_Exercise aim_.
Please return the records below exactly as they appear, leaving every picture out.

_Records to process_.
-------

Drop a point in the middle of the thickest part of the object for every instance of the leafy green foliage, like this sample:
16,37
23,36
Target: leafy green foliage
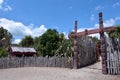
49,42
3,52
65,48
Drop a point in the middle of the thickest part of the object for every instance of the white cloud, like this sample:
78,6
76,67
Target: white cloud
117,4
4,7
117,18
106,23
18,29
16,41
92,18
99,7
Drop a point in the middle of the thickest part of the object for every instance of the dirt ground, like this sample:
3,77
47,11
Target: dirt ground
92,72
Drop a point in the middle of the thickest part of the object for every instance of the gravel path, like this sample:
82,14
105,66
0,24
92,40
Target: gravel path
92,72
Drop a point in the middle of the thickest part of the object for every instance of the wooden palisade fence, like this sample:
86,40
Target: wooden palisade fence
56,61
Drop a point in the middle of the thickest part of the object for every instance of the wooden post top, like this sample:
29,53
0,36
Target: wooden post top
88,32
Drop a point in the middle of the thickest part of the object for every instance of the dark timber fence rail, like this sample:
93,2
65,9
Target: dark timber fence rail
56,61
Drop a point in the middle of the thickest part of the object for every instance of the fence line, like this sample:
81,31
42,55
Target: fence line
56,61
113,58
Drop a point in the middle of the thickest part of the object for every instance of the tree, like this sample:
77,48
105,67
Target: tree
27,41
5,37
49,43
65,48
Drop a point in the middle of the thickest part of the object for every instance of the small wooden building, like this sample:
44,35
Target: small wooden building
21,51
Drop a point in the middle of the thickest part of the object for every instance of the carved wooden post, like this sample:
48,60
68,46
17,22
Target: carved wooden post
75,60
103,47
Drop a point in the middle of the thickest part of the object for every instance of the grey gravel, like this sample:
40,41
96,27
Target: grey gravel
92,72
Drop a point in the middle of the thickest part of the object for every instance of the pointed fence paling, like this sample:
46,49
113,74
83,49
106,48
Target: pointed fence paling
113,57
55,61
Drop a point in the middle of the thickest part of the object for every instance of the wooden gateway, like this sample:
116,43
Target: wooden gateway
101,31
21,51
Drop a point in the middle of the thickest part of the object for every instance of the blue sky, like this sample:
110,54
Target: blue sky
34,17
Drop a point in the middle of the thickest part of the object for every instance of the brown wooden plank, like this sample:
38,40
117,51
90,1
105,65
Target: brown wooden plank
88,32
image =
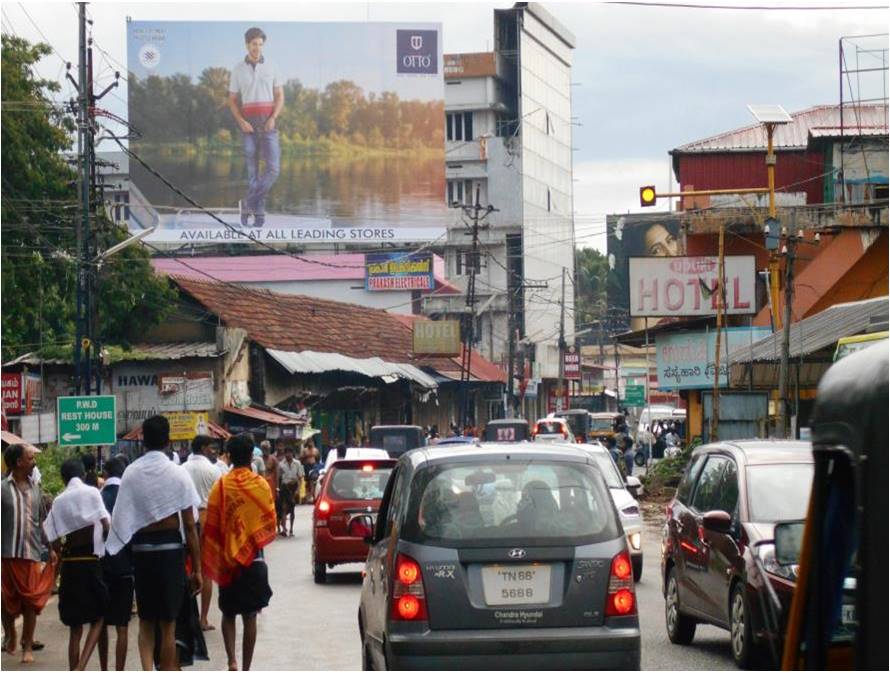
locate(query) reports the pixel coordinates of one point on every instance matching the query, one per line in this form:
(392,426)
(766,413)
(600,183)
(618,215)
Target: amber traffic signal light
(647,196)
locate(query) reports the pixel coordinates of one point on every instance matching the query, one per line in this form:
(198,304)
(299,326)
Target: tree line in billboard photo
(339,119)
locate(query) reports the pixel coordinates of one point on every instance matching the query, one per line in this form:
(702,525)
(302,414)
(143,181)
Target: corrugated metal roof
(311,362)
(816,332)
(796,134)
(176,350)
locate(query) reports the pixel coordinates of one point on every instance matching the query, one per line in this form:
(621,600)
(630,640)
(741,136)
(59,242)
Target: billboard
(437,337)
(687,286)
(686,360)
(287,132)
(399,271)
(647,235)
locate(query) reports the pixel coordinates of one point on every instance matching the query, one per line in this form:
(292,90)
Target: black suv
(717,542)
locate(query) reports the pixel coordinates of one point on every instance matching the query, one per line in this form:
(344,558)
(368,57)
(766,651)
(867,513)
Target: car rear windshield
(358,483)
(550,428)
(779,492)
(509,501)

-------

_Result_.
Drop a point in the middle of the thickest part of the object for every instance of the leafy green foliage, like this sample:
16,37
23,36
Target: leafy green foliage
49,42
3,52
65,48
Drop a point in the middle of the thickest part of the object for every instance of the white cloud, like this sample:
78,6
76,67
Target: white cloud
117,4
4,7
117,18
106,23
18,29
16,41
92,18
99,7
Drop a point in the middle of the thickest part of the object for every instance of the dirt ground, like this sample:
3,77
47,11
Target: dirt ground
92,72
Drop a point in the middle of the thickest part of the object for every instance of the gravel path, like this sample:
82,14
105,66
0,24
92,40
Target: gravel path
92,72
Drop a point in the middle of the thickest part of the object for every instance of the wooden palisade fence, like this sample:
86,40
Target: wooden palisade fence
56,61
Drop a point in the middle of the thickest part of the object for every instance of the wooden post top, like this sample:
29,53
0,36
Target: wooden post top
88,32
Drop a point in the middle of the thickest part of the object for every instance of the dark timber fence rail, like this sample:
93,2
65,9
Target: dark timber fence rail
56,61
Drop a point in the middle of the thickest part of the object for every instance of the fence line, like this sample:
81,31
42,55
Target: fence line
56,61
113,58
Drop a point in the middle of the thickest part of the object for every instance of the tree, like this sample:
77,48
105,67
Target: tree
27,41
5,37
49,43
65,48
Drop a point in the middle of the thickest part of the object for every instance of the small wooden building, like this sample:
44,35
Target: small wooden building
21,51
Drop a point in the middle of the thickest part of the object for every instance of the carved wooden post, like this sample:
48,60
68,46
17,22
Target: carved wooden post
75,60
103,47
Drop a point in the middle of the thickest part of the object for every instance of the grey gravel, like this sample:
40,41
96,27
Target: grey gravel
92,72
Drop a point in the middle of the thickest part of the object for every instance of the pointed fence paling, like this sample:
46,49
113,74
83,49
106,48
Target: pointed fence paling
113,57
55,61
Drop a point in the middle of the thickest part of the object for every instance of the wooden gateway, like this sample:
116,43
Target: wooden gateway
101,31
21,51
Drop a point in the middle of the thickest part of the object for every instance of the blue sky, like this sample:
110,54
Target: blue sky
34,17
Drop a point in the middle of the thickest part of the object for every instance of the brown wooden plank, like this sample:
38,40
117,51
90,1
105,65
Target: brown wooden plank
88,32
image =
locate(query) reports the pixel coordinates of one point on every instance matching the query, one per line in this form:
(392,426)
(766,413)
(600,183)
(618,215)
Target: amber traffic signal light
(647,196)
locate(query) reports the pixel coordinates of one point on every instance matching the query, one per line in this form:
(198,304)
(299,326)
Target: tree line in billboard photo
(339,119)
locate(query) reports the pixel coordinates of one point on every instance matching the query, one per line in this form:
(702,525)
(302,414)
(143,181)
Target: corrugated metal roof
(311,362)
(816,332)
(796,134)
(176,350)
locate(query) reports the pixel coordinates of one point on every instance matching the query, one per line in this form:
(621,600)
(630,640)
(741,136)
(59,242)
Target: billboard
(437,337)
(687,286)
(686,360)
(287,132)
(399,271)
(647,235)
locate(query) reports the pixel coordinates of one point on every instance matching the query, one per line in this form:
(292,90)
Target: black suv
(717,542)
locate(query) reports the pixel coordinates of one point on every instance matching the query, one per line in this form:
(344,558)
(368,57)
(766,651)
(867,513)
Target: car rear windshield
(358,483)
(550,428)
(779,492)
(509,501)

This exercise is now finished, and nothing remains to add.